- WHAT NEEDS TO BE DONE
Can you reproduce the data from the line containing "For every instance of the concrete" through the end, substituting "widest" for "thickest" and leaving everything else unchanged?

[Dataset excerpts on object pointing]
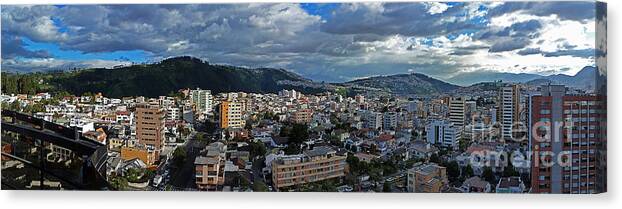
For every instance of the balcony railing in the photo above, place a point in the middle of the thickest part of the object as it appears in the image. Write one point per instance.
(37, 154)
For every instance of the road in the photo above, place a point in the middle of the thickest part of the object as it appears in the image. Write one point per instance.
(183, 177)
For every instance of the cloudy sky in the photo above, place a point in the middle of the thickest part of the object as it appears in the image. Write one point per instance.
(457, 42)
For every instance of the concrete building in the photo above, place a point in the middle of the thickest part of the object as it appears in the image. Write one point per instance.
(426, 178)
(389, 120)
(202, 101)
(304, 116)
(317, 164)
(442, 133)
(456, 112)
(374, 120)
(566, 133)
(510, 185)
(150, 128)
(509, 109)
(231, 115)
(210, 167)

- SOLUTION TO THE EXERCISE
For every instance of the concrete building in the photo above, place a point in the middle of the widest part of the object as it appears in the image. Write one point per instance.
(426, 178)
(389, 120)
(202, 101)
(304, 116)
(317, 164)
(442, 133)
(456, 112)
(374, 120)
(566, 133)
(510, 185)
(150, 128)
(509, 109)
(231, 115)
(210, 167)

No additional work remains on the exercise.